# Dataset rows
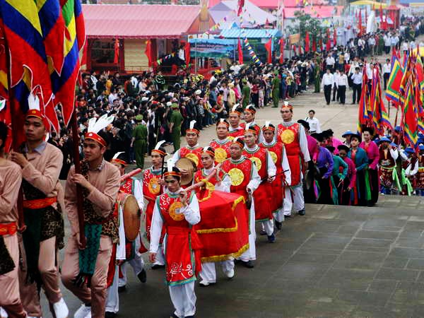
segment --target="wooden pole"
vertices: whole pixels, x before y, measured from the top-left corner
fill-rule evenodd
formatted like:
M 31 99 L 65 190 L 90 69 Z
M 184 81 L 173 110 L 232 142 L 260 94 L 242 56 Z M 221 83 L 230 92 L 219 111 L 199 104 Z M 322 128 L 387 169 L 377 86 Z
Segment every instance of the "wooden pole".
M 72 143 L 73 146 L 73 164 L 75 173 L 81 173 L 81 166 L 79 157 L 79 135 L 76 122 L 76 108 L 72 112 L 71 118 L 72 128 Z M 84 231 L 84 211 L 83 211 L 83 189 L 81 185 L 76 184 L 76 208 L 78 211 L 78 224 L 79 227 L 79 241 L 82 247 L 86 247 L 86 233 Z

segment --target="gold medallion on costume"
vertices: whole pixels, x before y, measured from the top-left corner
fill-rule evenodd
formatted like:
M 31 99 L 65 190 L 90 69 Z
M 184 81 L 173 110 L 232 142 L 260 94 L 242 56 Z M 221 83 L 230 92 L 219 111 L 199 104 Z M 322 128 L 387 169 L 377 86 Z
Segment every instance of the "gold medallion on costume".
M 250 161 L 252 161 L 252 163 L 254 163 L 254 165 L 256 165 L 257 169 L 258 170 L 258 171 L 259 171 L 261 170 L 261 167 L 262 167 L 262 162 L 261 161 L 261 159 L 256 157 L 250 157 L 249 159 L 250 159 Z
M 215 161 L 220 163 L 227 159 L 227 152 L 222 148 L 215 149 Z
M 295 140 L 295 133 L 293 132 L 290 129 L 285 129 L 281 133 L 280 137 L 281 138 L 281 141 L 284 143 L 291 143 Z
M 272 158 L 272 161 L 274 163 L 277 163 L 277 155 L 276 154 L 276 153 L 274 153 L 273 151 L 269 151 L 269 153 L 271 155 L 271 158 Z
M 182 220 L 184 218 L 184 214 L 179 213 L 179 209 L 182 208 L 182 204 L 177 201 L 170 206 L 170 216 L 174 220 Z
M 187 159 L 190 159 L 192 161 L 193 161 L 194 163 L 194 164 L 196 165 L 196 167 L 197 167 L 199 165 L 199 158 L 197 157 L 197 155 L 196 155 L 195 153 L 187 153 L 185 155 L 185 158 L 187 158 Z
M 148 182 L 148 191 L 152 194 L 158 194 L 160 192 L 160 185 L 158 182 L 158 178 L 152 178 Z
M 231 179 L 231 185 L 235 187 L 240 185 L 245 179 L 245 175 L 238 168 L 230 169 L 228 171 L 228 175 L 230 176 L 230 179 Z

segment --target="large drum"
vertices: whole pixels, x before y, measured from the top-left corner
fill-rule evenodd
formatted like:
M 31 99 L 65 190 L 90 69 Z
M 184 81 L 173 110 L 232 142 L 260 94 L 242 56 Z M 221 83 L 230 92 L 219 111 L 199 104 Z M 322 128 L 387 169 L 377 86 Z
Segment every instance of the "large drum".
M 249 248 L 249 211 L 245 198 L 234 193 L 204 191 L 198 195 L 201 221 L 194 226 L 203 245 L 201 261 L 238 257 Z
M 140 231 L 141 213 L 139 204 L 134 196 L 124 192 L 119 192 L 118 194 L 118 202 L 124 216 L 122 220 L 125 237 L 132 242 L 137 238 Z

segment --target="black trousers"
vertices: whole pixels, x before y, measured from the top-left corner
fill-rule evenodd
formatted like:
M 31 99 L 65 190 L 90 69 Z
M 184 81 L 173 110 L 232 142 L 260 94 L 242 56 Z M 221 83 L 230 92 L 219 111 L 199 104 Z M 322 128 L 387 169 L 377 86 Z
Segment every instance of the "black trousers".
M 390 77 L 390 73 L 384 73 L 383 74 L 383 79 L 384 81 L 384 90 L 387 89 L 387 82 L 389 81 L 389 78 Z
M 327 105 L 330 105 L 331 100 L 331 87 L 332 85 L 324 85 L 324 95 L 325 96 L 325 100 Z
M 361 84 L 353 84 L 353 95 L 352 95 L 352 102 L 358 103 L 359 102 L 359 100 L 360 100 L 360 90 L 362 90 Z
M 341 85 L 338 86 L 337 91 L 340 102 L 344 104 L 346 100 L 346 85 Z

# Written task
Copy out all of the records above word for word, leaving out the pictures.

# Completed exercise
segment --target="wooden pole"
vertices: whole pixels, x before y, measured from the top-left corner
fill-rule evenodd
formatted like:
M 31 99 L 65 190 L 90 69 Z
M 184 81 L 173 110 L 232 142 L 260 94 L 242 56 Z M 221 83 L 230 92 L 219 111 L 199 104 Z M 322 128 L 387 169 L 377 86 Z
Segment every instance of the "wooden pole".
M 72 143 L 73 146 L 73 164 L 75 173 L 81 173 L 81 166 L 79 157 L 79 135 L 76 122 L 76 108 L 72 112 L 71 118 L 72 128 Z M 84 231 L 84 211 L 83 211 L 83 189 L 81 185 L 76 184 L 76 208 L 78 211 L 78 224 L 79 227 L 79 241 L 82 247 L 86 247 L 86 233 Z

segment --target="gold medallion on costume"
vertices: whole pixels, x before y, measured from the top-left corner
fill-rule evenodd
formatted like:
M 31 99 L 65 190 L 90 69 Z
M 184 81 L 173 110 L 232 142 L 260 94 L 242 56 Z M 221 83 L 230 92 L 219 111 L 199 104 Z M 322 128 L 387 169 L 377 86 Z
Segment every instance of the "gold medallion on costume".
M 250 161 L 252 161 L 252 163 L 254 163 L 254 165 L 256 165 L 257 169 L 258 170 L 258 171 L 259 171 L 261 170 L 261 167 L 262 167 L 262 162 L 261 161 L 261 159 L 256 157 L 250 157 L 249 159 L 250 159 Z
M 215 161 L 220 163 L 227 159 L 227 152 L 222 148 L 215 149 Z
M 295 140 L 295 133 L 293 132 L 290 129 L 285 129 L 281 133 L 280 137 L 281 138 L 281 141 L 284 143 L 291 143 Z
M 272 158 L 272 161 L 274 163 L 277 163 L 277 155 L 276 154 L 276 153 L 274 153 L 273 151 L 269 151 L 269 153 L 271 155 L 271 158 Z
M 182 220 L 184 218 L 184 214 L 179 213 L 179 209 L 182 208 L 182 204 L 177 201 L 170 206 L 170 216 L 174 220 Z
M 187 159 L 190 159 L 192 161 L 193 161 L 194 163 L 194 164 L 196 165 L 196 167 L 197 167 L 199 165 L 199 158 L 197 157 L 197 155 L 196 155 L 195 153 L 187 153 L 185 155 L 185 158 L 187 158 Z
M 148 182 L 148 191 L 152 194 L 158 194 L 160 192 L 160 185 L 158 182 L 158 178 L 152 178 Z
M 231 179 L 231 185 L 235 187 L 240 185 L 245 179 L 245 175 L 238 168 L 230 169 L 228 171 L 228 175 L 230 176 L 230 179 Z

segment --target="large drum"
vertices: whole pixels, x before y, measured from the top-left corner
fill-rule evenodd
formatted like:
M 31 99 L 65 190 L 90 69 Z
M 184 81 L 173 110 L 232 142 L 260 94 L 242 56 Z M 221 83 L 230 92 L 219 111 L 199 104 Z M 322 128 L 387 169 L 377 86 Z
Segment every instance of the "large drum".
M 249 248 L 249 211 L 245 198 L 234 193 L 204 191 L 198 195 L 201 221 L 194 226 L 203 245 L 201 261 L 238 257 Z
M 140 231 L 141 213 L 139 204 L 134 196 L 124 192 L 119 192 L 118 194 L 118 202 L 124 216 L 122 220 L 125 237 L 132 242 L 137 238 Z

segment --target="black trousers"
vertices: whole pixels, x before y, measured from the top-left corner
fill-rule evenodd
formatted like:
M 31 99 L 65 190 L 90 69 Z
M 184 81 L 173 110 L 232 142 L 260 94 L 242 56 Z M 221 83 L 230 92 L 219 111 L 199 104 Z M 322 128 L 387 169 L 377 86 Z
Segment every instance of the "black trousers".
M 390 77 L 390 73 L 384 73 L 383 74 L 383 79 L 384 81 L 384 90 L 387 89 L 387 82 L 389 81 L 389 78 Z
M 327 105 L 330 105 L 331 100 L 331 87 L 332 85 L 324 85 L 324 95 L 325 96 L 325 100 Z
M 361 84 L 353 84 L 353 95 L 352 95 L 352 102 L 358 103 L 359 102 L 359 100 L 360 100 L 360 90 L 362 90 Z
M 341 85 L 338 86 L 337 91 L 340 102 L 344 104 L 346 100 L 346 85 Z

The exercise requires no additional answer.